++++ Data in this exercise ++++

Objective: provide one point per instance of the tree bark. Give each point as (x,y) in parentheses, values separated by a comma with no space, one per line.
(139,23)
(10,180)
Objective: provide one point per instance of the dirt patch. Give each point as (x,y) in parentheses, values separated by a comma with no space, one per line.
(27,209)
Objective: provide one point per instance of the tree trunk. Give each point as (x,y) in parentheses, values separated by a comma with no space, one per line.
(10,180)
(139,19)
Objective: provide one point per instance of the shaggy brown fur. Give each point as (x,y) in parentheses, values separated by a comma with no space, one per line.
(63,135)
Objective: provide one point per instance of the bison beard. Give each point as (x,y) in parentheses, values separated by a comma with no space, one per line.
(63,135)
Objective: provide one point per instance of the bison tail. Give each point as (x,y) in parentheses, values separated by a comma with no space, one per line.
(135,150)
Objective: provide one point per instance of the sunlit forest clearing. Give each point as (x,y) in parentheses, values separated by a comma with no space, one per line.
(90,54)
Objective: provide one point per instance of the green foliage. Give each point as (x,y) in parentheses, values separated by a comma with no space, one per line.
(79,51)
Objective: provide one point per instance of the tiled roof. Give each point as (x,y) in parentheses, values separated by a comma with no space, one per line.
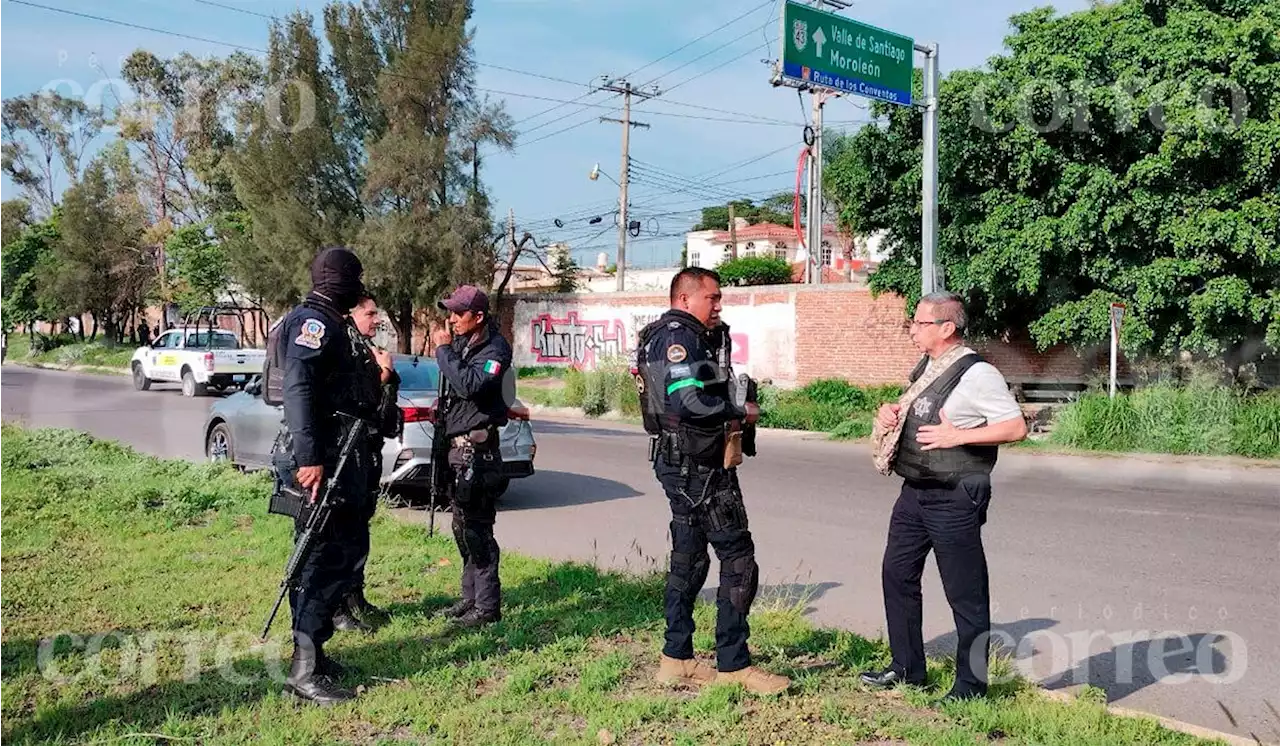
(771,232)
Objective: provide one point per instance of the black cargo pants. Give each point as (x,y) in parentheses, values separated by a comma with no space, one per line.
(475,472)
(946,518)
(328,573)
(707,508)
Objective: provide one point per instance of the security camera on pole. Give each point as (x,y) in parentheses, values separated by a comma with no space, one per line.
(824,53)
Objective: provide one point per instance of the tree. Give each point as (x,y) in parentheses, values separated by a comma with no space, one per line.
(199,266)
(19,260)
(777,209)
(60,128)
(14,218)
(178,124)
(408,95)
(291,172)
(1127,152)
(99,265)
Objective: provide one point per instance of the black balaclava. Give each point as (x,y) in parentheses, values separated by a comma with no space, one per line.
(336,274)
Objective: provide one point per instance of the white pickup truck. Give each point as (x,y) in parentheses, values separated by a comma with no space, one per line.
(201,358)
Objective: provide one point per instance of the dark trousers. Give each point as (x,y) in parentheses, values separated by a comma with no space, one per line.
(707,508)
(474,503)
(327,577)
(949,521)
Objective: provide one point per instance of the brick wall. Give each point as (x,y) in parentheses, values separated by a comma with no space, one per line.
(791,334)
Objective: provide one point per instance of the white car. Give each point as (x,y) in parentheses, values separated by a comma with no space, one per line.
(200,358)
(242,429)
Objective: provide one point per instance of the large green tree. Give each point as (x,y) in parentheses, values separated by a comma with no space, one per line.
(408,99)
(1129,152)
(293,172)
(100,265)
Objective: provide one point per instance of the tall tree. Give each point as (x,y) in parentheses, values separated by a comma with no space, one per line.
(14,218)
(292,172)
(19,260)
(100,265)
(1120,154)
(178,124)
(44,136)
(408,73)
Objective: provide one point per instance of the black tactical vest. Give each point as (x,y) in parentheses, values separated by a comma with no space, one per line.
(944,465)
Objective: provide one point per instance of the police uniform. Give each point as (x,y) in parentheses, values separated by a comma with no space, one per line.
(355,612)
(480,387)
(323,375)
(685,397)
(942,506)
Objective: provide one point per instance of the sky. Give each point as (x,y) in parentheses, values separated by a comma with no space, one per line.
(717,129)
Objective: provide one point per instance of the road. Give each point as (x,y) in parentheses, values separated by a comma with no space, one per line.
(1155,580)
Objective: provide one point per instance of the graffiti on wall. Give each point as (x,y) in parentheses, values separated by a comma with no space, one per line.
(576,342)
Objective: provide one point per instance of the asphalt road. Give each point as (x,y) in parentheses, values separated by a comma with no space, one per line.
(1155,580)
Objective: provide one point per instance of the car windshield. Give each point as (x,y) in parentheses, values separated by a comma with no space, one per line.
(423,375)
(220,341)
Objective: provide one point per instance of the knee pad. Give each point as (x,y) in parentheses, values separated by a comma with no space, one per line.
(743,581)
(479,545)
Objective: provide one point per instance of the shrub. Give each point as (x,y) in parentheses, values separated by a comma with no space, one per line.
(1197,419)
(575,387)
(754,270)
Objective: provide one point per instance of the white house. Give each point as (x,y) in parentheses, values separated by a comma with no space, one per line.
(709,248)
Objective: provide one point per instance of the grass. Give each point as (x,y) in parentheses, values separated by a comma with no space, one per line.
(135,589)
(95,356)
(1192,420)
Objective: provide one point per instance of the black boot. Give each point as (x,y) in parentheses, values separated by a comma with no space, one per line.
(347,622)
(458,609)
(366,612)
(309,683)
(478,617)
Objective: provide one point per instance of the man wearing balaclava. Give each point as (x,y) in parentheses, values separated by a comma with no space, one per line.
(324,375)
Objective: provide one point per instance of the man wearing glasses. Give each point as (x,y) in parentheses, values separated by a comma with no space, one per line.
(942,438)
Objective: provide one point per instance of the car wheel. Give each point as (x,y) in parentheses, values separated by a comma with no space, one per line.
(140,379)
(218,445)
(190,388)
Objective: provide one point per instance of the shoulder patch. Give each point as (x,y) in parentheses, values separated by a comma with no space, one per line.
(311,334)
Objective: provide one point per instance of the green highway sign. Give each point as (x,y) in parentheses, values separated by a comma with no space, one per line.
(831,51)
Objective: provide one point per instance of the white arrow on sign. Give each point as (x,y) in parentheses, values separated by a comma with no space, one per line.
(819,39)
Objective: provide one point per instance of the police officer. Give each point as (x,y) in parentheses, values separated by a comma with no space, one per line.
(475,361)
(356,613)
(686,402)
(324,375)
(942,438)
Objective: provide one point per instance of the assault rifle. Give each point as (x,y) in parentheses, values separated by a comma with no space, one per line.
(439,451)
(319,516)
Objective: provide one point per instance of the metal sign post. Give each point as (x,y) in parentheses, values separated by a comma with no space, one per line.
(1116,320)
(824,51)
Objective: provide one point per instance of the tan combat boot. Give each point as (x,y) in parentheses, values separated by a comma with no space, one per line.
(755,680)
(688,672)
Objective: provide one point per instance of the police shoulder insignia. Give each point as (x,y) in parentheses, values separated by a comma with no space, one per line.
(311,334)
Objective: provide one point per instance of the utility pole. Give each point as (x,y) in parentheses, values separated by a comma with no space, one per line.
(624,222)
(929,186)
(732,233)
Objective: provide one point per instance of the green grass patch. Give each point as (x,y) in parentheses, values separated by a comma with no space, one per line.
(135,589)
(67,352)
(1193,420)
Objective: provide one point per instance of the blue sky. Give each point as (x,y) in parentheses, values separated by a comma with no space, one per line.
(576,41)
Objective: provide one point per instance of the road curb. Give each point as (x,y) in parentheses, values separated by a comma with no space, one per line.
(1170,723)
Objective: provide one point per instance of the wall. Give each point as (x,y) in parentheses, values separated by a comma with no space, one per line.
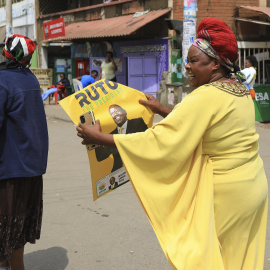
(23,19)
(223,10)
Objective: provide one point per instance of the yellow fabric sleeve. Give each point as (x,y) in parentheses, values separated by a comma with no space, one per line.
(174,180)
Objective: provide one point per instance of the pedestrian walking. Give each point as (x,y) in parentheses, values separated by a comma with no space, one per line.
(23,152)
(197,173)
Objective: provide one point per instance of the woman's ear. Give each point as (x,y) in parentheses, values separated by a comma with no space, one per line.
(217,64)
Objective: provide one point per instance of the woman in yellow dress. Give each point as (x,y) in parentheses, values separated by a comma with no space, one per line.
(197,173)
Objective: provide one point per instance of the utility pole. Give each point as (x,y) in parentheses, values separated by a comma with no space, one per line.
(8,18)
(189,34)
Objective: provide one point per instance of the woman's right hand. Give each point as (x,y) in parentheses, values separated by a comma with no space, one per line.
(155,106)
(92,134)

++++

● Work task
Quote the listing above in full, except for the pictures.

● Solution for this task
Objective: provide one point per instance of the tree bark. Give each point as (x,y) in parentheses, values separated by a comma with no space, one per line.
(139,23)
(10,180)
Objective: provide one point per instance of the dirt patch. Give each point as (x,y) in parentheses, values separated by a comma with no space, one per line.
(27,209)
Objective: provide one point per instance of the tree trunk. Give each point as (x,y) in parentheses, values separated by a comma with no space, one per line.
(10,180)
(139,19)
Objective: provide one point per instance of the shaggy brown fur. Give each point as (x,y) in parentheses, values separated by a comma with no space, one per line.
(63,135)
Objective: provide one point per instance of the bison beard. Give each point as (x,y) in parentheses, values separated by a comma with no space, one per line.
(63,135)
Objective: provide one point per instance of the bison tail. Give each point as (x,y) in parentheses, values separated by a comma with no space, one per line.
(135,150)
Objective: provide one point per instance of the sunlit forest clearing. Give each point as (x,y) in parentheses, values separated by a comma with no space, one per line.
(90,54)
Objective: provide one point per instance of the green foliage. Give each point as (x,y) in parentheses, values separated by a comma with no space, one per line.
(79,51)
Objective: provide one point per instance of the tiled roof. Give each point as (x,y) in parentheses, values separated by a comma with no space, one per line.
(771,232)
Objective: provide one point per instance of the black cargo pants. Give each point as (x,y) in parentheses, values separated by a comma with no space, one per line.
(475,472)
(946,518)
(328,573)
(707,508)
Objective: provide one point per instance of the security camera on pole. Give each point as (x,y) in parentheses, values separated by a comma with no space, one per line.
(824,53)
Objective: provide one point per instance of the tree. Give each point as (x,y) in parentheses, values separated by a comma with no space, one per line.
(199,266)
(19,260)
(777,209)
(60,128)
(14,218)
(178,124)
(408,95)
(291,172)
(1127,152)
(99,265)
Objective: provide one point per instance of the black balaclava. Give each point as (x,y) in parentheses, values separated by a comma with no space, one per line.
(336,274)
Objective: provide one point per instance of the white pickup truck. Give each point as (x,y) in parentheses, values separated by a comma with no space, one per line.
(201,358)
Objective: provide one point per instance of the dark trousers. Give each point as (x,y) in parentheses, values separated by a comma with no space, one per line.
(707,508)
(474,503)
(327,577)
(949,521)
Objective: provide one point per instance of the brick wall. Give each point as (x,y) in parentheses, values separated by a comma with no space, one per line.
(791,334)
Objective: provide one point per instance of the white car. Give each point as (x,y) in parentheses, values separated by a comma with no space, one per line.
(200,358)
(242,429)
Objective: provide one point per instance of the large green tree. Give each point as (x,y) in parentheses, values separated by a comma with no space, one per line.
(408,99)
(1129,152)
(293,172)
(100,265)
Objective: provide one point per instance of the tall tree. Give each point as (x,y) in parentheses, values separated by a comma with no space, one per line.
(14,218)
(292,172)
(19,260)
(100,265)
(1120,154)
(178,124)
(44,136)
(408,73)
Objective: provide one point per instance of the black tactical vest. Give each point as (x,y) in parentheses, values separated by a comma with no space, one per line.
(944,465)
Objective: provide one point per instance of the police uniform. Give each point as (x,y) in parentheses, values separated by a comma with no space, one per line.
(355,612)
(480,387)
(323,375)
(685,397)
(942,506)
Objective: provide one point per instance of the sky. Give each point as (x,y) in parentheses, values separated by a comma with no space, one per line.
(717,129)
Objective: provide one point per instance of the road. Give each point as (x,y) in parentheses, values separated by a comma with no space, one per line.
(1155,580)
Objective: provide one point per instance of the graffiti on wall. Give each point as (x,y) in parentheses, values separated by a comma with no space, one per line.
(576,342)
Objective: provide one point per instance of the asphalt road. Give each point as (x,y) in parentheses, values separated by a comma with no space, one per line.
(1155,580)
Objective: provide one point per instance of the car windshield. Give each point as (x,y) in parentheses, values separated by a comma with no space, one per line.
(423,375)
(220,341)
Objective: provide one point per instance of the knee pad. Give each point as (x,y) in parentheses, values separated by a comma with no space, one per line.
(743,581)
(479,545)
Objective: provide one point per instance of the shrub. Give each point as (x,y) in parentheses, values separated by a comma with no space, one per line.
(1197,419)
(575,387)
(754,270)
Objective: provide one point per instance of the white house. Give each point as (x,y) in parentheses, values separated by a comma with no space, one per line.
(709,248)
Objective: provide one point per instance of the grass. Give each point as (x,y) in parentheses, values separated by a comma with no space, one per line.
(135,589)
(95,356)
(1192,420)
Objective: provide one point per instance of the black boot. Give each point as (x,y) in parentheses, values separated by a comma with no space, one per line.
(347,622)
(458,609)
(366,612)
(309,683)
(478,617)
Objective: provide one point per instance of the man wearing balaclava. Give each point as (x,y) in parentheses, values separated by a comma with no space, one per line.
(324,375)
Objective: provide one point per instance of the man wearing glasses. Give each point as (x,y) in parentheses, values separated by a comma with no space, one per line.
(942,438)
Objective: provide one point per instance of the car wheel. Give each point as (x,y) in parentheses, values separated by a comma with no space, one per line.
(140,379)
(218,445)
(190,388)
Objective: provide one point per instance of the shoulder patch. Give each point as (x,y) in parentheses, values separated by a comma with no space, one per line.
(311,334)
Objective: provide one point per instance of the green highway sign. Give each point as (x,y) in parentheses, values separated by a comma with no space, one per line.
(831,51)
Objective: provide one point per instance of the white arrow on sign. Give each point as (x,y) in parentheses, values separated by a comma with no space, one per line.
(819,39)
Objective: provide one point per instance of the police officer. Give each point as (x,y) in parentheses, values separated by a comma with no space, one per line.
(475,361)
(356,613)
(686,402)
(324,375)
(942,438)
Objective: provide one point per instance of the assault rifle. Give each point as (x,y) in parentheses, values separated by a comma with no space, one per line.
(439,451)
(319,516)
Objective: provide one point per instance of the metal sign post. Give each point as (x,y) in parentheses, values separated by a comma with no space, one per line.
(1116,320)
(824,51)
Objective: provide one point per instance of the tan combat boot. Give each point as (x,y) in parentheses, values separated by a comma with no space, one per line.
(755,680)
(688,672)
Objective: provide one point per instance of the police shoulder insignia. Give each point as (x,y) in parentheses, values separated by a comma with no space, one per line.
(311,334)
Objective: provide one point per instance of the utility pole. Give each point as (x,y) in parentheses, values separated by a comma with no space, one per line.
(624,222)
(929,186)
(732,233)
Objective: provide one point per instance of the green grass patch. Give each point as (x,y) in parentheses, values separated by a comma with no space, one per line.
(135,589)
(67,352)
(1193,420)
Objective: provide one point per instance of the blue sky. Give each point as (x,y) in parentheses, values separated by a comma with no space, one per line.
(576,41)
Objective: provide one point per instance of the road curb. Give each point as (x,y) in parentheses, values separated by a comma with no space, one per line.
(1170,723)
Objective: provide one point per instance of the wall. Give each point as (x,y) in parentheses, values separated by a comma with no space, one per line.
(23,19)
(223,10)
Objective: provide one point per instance of the yellow fabric sleeve. Give each point as (x,y) in parentheses, values separated by a comma with no space, one per line.
(174,180)
Objective: provide one point per instance of the pedestrian walking. Give each point as (x,y) in parentheses, values separated by a comma with no space, one per line.
(23,152)
(197,173)
Objective: provide one point per instance of the woman's ear. Give each point as (x,y) in parentheses, values separated by a comma with no space, one per line.
(217,64)
Objective: provide one point per instance of the woman in yellow dress. Give each point as (x,y) in parentheses, values separated by a comma with no space, one per line.
(197,173)
Objective: provide one point per instance of the utility pole. Give each point as (x,y) in parentheses, values separated by a comma with no space, one per line.
(8,18)
(189,34)
Objective: provide one point per instance of the woman's right hand. Give each point as (x,y) in parentheses, values separated by a comma with no space, one per line.
(155,106)
(92,134)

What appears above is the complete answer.